▶ **REQUIRED WORK**
Below is a listing. Write out exactly its lines between the one holding "of the cloudy" and the one holding "canopy with a single point, one per instance.", inclusive.

Start of DATA RECORDS

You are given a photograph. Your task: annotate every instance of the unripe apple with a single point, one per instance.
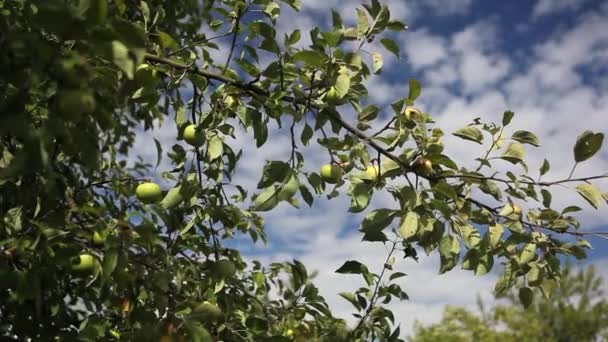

End of DATA RECORDS
Start of DATA RECORDS

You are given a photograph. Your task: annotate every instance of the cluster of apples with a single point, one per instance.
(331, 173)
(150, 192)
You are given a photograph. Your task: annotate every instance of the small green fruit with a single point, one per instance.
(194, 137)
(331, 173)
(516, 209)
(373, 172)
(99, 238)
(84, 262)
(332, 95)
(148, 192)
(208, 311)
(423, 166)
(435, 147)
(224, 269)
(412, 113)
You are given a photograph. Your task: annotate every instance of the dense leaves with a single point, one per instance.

End of DATA RECORDS
Start of DATA RECORDS

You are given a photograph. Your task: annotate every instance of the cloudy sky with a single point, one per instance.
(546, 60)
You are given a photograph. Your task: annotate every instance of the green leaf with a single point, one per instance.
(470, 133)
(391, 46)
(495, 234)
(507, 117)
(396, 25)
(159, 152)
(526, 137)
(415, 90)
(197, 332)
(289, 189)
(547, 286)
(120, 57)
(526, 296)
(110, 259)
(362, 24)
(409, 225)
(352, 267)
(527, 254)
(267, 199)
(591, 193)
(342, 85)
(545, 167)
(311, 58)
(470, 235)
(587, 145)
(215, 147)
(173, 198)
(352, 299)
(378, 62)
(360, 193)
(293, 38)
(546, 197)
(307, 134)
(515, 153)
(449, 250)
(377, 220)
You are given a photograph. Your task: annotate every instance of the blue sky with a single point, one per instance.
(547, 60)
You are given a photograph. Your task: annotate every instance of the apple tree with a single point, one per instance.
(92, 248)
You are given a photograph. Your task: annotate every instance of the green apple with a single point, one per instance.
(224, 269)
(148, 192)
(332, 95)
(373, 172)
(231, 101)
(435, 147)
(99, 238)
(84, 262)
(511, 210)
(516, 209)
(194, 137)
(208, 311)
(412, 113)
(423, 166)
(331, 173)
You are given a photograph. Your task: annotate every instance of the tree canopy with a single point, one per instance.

End of DATA RECORDS

▶ **EXERCISE OUTPUT**
You are given a photograph. Your task: annotate every instance of the cloudy sky with a single point, one per instance.
(546, 60)
You are given a photograph. Your task: annotate every instance of the green leaf with a single point, one per instance.
(470, 133)
(391, 46)
(495, 234)
(507, 117)
(396, 25)
(159, 152)
(526, 137)
(415, 90)
(197, 332)
(289, 189)
(547, 286)
(120, 57)
(526, 296)
(110, 259)
(362, 24)
(409, 225)
(352, 267)
(527, 254)
(267, 199)
(591, 193)
(342, 85)
(545, 167)
(311, 58)
(470, 235)
(587, 145)
(215, 147)
(173, 198)
(352, 299)
(378, 62)
(360, 193)
(293, 38)
(546, 197)
(307, 134)
(515, 153)
(449, 250)
(377, 220)
You are given a photograph. Your task: annotate every instance of the blue sky with a single point, one per instance.
(547, 60)
You are given a photograph. Your task: annotate every instance of the apple tree with a single point, one per instance.
(92, 248)
You are given a photograph. Your task: annotate every instance of the green apple with a single point, one per instance.
(224, 269)
(148, 192)
(332, 95)
(373, 172)
(231, 101)
(435, 147)
(99, 238)
(84, 262)
(511, 210)
(516, 209)
(194, 137)
(208, 311)
(412, 113)
(423, 166)
(331, 173)
You are given a photograph. Your task: annotate every instance of the tree canopy with a single point, one per instance.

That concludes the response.